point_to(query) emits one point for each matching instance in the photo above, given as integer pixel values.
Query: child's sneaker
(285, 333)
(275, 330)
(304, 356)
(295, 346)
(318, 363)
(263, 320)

──────

Activity » The answer should contain every line of the data, unchanged.

Answer space »
point_to(query) emits one point for each matching instance in the photo above, given as integer pixel values.
Query: child's sneaker
(285, 333)
(275, 330)
(304, 356)
(295, 346)
(318, 363)
(263, 320)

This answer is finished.